(Saved entries)
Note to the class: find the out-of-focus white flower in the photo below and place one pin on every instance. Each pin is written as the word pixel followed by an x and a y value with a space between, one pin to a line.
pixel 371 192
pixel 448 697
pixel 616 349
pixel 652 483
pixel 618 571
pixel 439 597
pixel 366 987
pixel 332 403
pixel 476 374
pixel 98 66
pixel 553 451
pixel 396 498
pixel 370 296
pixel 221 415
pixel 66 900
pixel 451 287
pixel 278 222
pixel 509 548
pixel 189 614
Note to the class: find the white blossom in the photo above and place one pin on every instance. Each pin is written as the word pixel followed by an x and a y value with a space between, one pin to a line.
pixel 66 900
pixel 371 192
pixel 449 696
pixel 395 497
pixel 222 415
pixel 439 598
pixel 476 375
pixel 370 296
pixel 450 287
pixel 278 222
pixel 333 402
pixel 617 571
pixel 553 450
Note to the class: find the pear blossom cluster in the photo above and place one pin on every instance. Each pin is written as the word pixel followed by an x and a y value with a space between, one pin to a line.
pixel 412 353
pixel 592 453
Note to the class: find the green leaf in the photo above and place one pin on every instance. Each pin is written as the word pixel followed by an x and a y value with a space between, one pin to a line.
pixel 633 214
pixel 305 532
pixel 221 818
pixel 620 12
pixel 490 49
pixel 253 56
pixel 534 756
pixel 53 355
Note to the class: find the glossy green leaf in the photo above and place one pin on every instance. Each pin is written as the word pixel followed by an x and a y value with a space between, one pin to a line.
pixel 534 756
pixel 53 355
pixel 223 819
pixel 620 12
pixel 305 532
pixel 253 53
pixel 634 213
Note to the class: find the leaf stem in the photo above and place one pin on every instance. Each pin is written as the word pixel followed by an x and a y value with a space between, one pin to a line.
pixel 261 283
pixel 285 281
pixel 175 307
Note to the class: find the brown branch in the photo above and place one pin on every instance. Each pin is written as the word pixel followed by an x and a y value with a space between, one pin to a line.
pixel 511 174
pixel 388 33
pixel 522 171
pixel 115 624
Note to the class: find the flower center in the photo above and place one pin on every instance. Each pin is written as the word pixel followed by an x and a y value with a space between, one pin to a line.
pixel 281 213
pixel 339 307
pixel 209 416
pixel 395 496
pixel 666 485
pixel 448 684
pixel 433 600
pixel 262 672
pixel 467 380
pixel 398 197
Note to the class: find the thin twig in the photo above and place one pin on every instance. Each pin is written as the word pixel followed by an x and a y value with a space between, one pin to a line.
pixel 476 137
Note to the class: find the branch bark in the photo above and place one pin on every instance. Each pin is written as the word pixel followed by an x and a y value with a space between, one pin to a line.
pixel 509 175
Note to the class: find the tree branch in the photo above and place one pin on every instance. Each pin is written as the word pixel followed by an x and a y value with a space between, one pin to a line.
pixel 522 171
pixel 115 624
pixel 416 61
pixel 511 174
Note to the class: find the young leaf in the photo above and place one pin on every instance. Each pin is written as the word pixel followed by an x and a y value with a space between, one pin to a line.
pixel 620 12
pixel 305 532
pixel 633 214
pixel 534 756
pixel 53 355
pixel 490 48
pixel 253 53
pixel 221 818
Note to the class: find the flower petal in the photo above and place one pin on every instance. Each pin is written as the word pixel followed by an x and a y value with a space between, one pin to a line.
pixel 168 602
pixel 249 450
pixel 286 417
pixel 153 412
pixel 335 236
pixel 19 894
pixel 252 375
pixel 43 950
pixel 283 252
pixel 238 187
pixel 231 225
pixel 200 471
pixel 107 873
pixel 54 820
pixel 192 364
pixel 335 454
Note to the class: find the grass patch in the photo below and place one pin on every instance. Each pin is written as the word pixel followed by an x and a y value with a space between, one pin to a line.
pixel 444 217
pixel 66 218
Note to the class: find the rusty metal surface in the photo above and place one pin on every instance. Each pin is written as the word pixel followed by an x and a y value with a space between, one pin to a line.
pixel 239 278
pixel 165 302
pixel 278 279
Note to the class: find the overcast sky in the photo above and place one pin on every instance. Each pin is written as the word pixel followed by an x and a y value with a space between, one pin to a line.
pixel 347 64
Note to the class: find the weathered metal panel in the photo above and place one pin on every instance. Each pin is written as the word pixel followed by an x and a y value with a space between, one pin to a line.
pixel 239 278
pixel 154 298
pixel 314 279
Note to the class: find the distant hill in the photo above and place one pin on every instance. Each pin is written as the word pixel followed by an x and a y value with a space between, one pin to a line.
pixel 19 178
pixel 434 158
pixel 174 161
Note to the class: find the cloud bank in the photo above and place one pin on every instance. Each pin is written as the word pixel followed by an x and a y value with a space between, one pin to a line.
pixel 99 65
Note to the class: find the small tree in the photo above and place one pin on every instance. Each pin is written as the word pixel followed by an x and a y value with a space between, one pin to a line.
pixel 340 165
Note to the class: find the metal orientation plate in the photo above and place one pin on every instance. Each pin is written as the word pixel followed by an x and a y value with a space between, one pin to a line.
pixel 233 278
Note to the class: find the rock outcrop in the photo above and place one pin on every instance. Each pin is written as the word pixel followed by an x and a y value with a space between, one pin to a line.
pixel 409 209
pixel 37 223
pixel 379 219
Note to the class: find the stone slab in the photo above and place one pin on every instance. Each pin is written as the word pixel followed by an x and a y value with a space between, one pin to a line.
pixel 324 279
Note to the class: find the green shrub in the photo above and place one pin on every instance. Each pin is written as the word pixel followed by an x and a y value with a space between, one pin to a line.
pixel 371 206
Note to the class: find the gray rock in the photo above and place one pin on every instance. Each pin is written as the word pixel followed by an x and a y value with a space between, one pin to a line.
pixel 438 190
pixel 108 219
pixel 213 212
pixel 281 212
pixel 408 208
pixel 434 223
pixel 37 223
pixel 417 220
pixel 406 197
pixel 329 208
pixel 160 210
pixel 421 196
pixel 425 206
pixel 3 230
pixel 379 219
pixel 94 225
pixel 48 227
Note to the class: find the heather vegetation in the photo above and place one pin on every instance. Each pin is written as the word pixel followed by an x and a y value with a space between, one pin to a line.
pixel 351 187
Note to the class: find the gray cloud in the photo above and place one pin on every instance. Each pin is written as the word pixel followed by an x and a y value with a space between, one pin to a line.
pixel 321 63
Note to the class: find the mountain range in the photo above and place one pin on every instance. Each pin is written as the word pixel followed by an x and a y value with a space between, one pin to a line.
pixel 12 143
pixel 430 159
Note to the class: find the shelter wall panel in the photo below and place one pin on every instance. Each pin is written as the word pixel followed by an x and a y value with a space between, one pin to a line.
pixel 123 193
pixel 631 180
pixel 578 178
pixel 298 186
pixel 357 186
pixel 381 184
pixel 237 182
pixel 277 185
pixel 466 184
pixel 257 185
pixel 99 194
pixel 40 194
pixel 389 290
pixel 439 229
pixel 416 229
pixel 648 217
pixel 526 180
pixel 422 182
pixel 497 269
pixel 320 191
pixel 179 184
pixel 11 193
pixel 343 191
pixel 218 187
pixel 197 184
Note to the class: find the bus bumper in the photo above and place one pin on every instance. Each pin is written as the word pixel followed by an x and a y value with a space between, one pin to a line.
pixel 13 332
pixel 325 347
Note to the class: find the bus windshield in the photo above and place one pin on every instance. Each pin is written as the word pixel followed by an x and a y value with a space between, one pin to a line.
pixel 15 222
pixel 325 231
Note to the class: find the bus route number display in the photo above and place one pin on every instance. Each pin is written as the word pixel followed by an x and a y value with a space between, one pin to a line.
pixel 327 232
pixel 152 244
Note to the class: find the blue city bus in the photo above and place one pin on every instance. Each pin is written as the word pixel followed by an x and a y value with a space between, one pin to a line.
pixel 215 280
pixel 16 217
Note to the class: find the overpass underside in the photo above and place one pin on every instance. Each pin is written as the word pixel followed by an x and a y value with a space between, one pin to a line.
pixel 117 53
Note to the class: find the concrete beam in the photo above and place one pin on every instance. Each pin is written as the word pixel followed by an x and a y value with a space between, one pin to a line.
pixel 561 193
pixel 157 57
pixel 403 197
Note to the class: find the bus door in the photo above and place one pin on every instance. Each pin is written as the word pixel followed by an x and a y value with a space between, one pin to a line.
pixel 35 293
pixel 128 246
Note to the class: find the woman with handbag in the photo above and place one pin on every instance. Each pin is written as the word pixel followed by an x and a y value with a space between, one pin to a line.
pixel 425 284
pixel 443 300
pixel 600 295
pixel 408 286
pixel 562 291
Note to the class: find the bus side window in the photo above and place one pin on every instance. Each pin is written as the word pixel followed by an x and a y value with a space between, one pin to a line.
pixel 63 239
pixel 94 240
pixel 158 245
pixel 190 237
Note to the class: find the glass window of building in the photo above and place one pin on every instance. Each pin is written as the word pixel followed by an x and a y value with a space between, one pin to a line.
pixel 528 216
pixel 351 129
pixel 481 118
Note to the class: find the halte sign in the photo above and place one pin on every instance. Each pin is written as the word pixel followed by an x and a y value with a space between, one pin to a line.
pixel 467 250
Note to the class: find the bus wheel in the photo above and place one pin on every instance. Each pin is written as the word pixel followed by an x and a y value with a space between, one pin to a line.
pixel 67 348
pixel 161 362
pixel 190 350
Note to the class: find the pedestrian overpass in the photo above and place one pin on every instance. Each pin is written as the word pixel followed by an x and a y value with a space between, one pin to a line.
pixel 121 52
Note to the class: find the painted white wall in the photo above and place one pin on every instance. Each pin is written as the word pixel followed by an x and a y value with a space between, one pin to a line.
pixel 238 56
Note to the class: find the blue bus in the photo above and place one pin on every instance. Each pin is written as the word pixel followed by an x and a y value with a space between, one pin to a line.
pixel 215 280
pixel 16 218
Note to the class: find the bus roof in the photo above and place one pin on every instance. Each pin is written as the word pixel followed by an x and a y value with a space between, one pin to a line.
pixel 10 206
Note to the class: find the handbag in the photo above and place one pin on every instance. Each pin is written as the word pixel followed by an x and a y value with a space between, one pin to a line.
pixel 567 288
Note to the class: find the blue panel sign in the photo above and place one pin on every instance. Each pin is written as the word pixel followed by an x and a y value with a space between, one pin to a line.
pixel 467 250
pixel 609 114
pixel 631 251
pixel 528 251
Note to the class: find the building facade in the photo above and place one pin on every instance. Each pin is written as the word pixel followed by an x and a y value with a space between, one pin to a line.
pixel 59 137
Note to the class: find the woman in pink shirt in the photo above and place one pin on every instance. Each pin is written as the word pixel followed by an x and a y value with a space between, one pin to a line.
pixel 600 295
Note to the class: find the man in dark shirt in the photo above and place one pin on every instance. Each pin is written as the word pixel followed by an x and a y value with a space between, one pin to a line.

Assignment:
Only the lines from the line with "Note to the class: find the building" to the final line of the entries are to be returned, each exactly as written, both ends included.

Written response:
Note to the class: find the building facade in the photo above and place one pin on every instance. Each pin is written as the word pixel followed by an x and a y value with a space between, one pin to a line.
pixel 59 137
Note to the class: find the woman in pink shirt in the photo above and place one pin on every instance. Each pin is written as the word pixel followed by an x and a y value with a space between, one pin to a line.
pixel 600 295
Note to the class: find the man in dark shirt in the photo above and place one pin on every instance. Each pin is written as the word pixel followed by an x and a y value with a space between, one pin to a line.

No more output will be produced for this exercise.